═══ 本文抜粋

入笠牧場その日その時

入笠牧場の花.星.動物

     ’21年「秋」(46)

2021年10月30日 | キャンプ場および宿泊施設の案内など


 この左手に古い4等三角点の設置された小高い丘がある。この丘全体を100㍍から200㍍くらいの木の牧柵で囲い、そこへ第2牧区から吊り橋を架け、訪問者はそうやって自然の懐へ入っていくという案を以前からずっと暖めてきた。ここで呟いたこともある。その程度の人工的な手を加えても、この景観は損なわれず、牛の移動の妨げにもならないだろう。
 そして、視界の半分を占める茜色に染まる大きな空と、波のように山並みを重ねるもう半分の大地、それを眼下にして、誰しもが詩人のようにそれぞれの深い想いに耽り、浸れる。いつもは忘れている、一瞬が永遠と同化することを体感し、感動できるかも知れない。
 これは、このきょうの写真のような秋の夕暮れに訪れた場合の一例であり、季節によっても、時間によっても、新たな異なった感動や感慨を味わい、抱くことが必ずやできるだろう。

 入場料は頂戴する。ビール、ワイン、チーズくらいは下の小屋で販売し、そこからは歩行者専用の山道を登る。20分くらいだろうか。その案もある。

══════
═══ 入力データ

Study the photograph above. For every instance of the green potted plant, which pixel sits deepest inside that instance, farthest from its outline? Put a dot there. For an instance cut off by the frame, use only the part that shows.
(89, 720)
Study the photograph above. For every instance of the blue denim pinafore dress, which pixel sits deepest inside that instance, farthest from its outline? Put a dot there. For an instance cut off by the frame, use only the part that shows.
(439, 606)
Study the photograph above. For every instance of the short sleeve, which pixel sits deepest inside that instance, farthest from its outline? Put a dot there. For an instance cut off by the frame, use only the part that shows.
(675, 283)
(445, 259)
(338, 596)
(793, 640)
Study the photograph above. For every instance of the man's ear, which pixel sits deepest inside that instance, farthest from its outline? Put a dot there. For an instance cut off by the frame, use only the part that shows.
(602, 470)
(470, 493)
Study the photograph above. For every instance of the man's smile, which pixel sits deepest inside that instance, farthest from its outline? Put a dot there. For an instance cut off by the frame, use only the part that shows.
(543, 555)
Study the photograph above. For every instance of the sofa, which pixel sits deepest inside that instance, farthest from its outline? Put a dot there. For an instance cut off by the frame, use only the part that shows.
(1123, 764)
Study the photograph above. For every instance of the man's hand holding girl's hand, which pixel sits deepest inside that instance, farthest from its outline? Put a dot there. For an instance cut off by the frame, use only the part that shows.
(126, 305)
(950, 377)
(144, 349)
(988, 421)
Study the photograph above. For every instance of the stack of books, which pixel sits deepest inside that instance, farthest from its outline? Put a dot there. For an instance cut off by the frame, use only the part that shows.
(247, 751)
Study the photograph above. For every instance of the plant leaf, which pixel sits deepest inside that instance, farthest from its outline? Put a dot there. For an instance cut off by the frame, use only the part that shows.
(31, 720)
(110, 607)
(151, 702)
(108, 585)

══════

* 指示:
1. レコードのうち、「Study the photograph above. For every instance of the plant」を含む行から始まってレコードの末尾で終わる部分を、依頼文も含めてもう一度書き出してください。その際、回答にある座標の数値はすべて1.9倍に拡大し、整数に丸めること（0.5は切り上げ）。
2. 入笠牧場の抜粋を、最後の文のあとから書き継ぐこと。
入笠牧場の抜粋とレコードは、それぞれ独立した資料である。

* 回答:
1.
Study the photograph above. For every instance of the plant leaf, which pixel sits deepest inside that instance, farthest from its outline? Put a dot there. For an instance cut off by the frame, use only the part that shows.
(59, 1368)
(209, 1153)
(287, 1334)
(205, 1112)

2.
 人が自然と無理なく共存できる場所を少しづつ探り、立ち止まり、振り返り、長い時間をかけて牧場を新たな方向へと改革を進めていく。観光客が増え溢れ、地元に金が落ち、活性化云々という従来の観光に対する考え方や策とは違う新しい方向、牧場の行先が見付かるかも知れない。
 そうでなければやがてここは荒れ、ススキや落葉松が放埓を極めた自然に帰っていくだろう。それも選択肢の一つではあろうが、いずれの結果であれ、それを目にすることはないだろう。

 近いうちにまた映画の撮影が決まっている。それに必要な鹿を1頭捕獲しなければならないが、頼める人が思い付かない。大型の囲い罠は誘引を続けているものの、これも仕掛けはまだだ。下からは催促されているし、鹿の鳴き声はよく耳にしても、アイツらの間にはこの罠にだけは近付かないようにとお触れでも出ているのか、まったく接近の気配がない。
 週末は2組、7,8人のキャンパーが来る。そうなれば余計に鹿は近付くまい。昨夜もそうだったが、山は寒くなる一方で、鹿の行動も変わってくる。里に向かう頭数も増えるだろう。最悪の場合でも1頭だけは確保できるよう、その策を考えておかねば。
 
 初夏のころに伐り倒したコナシの木をチェーンソーを使って整理していたら、昨夜の寒さが嘘のように、すっかり汗をかいてしまった。本日はこの辺で、明日は沈黙します。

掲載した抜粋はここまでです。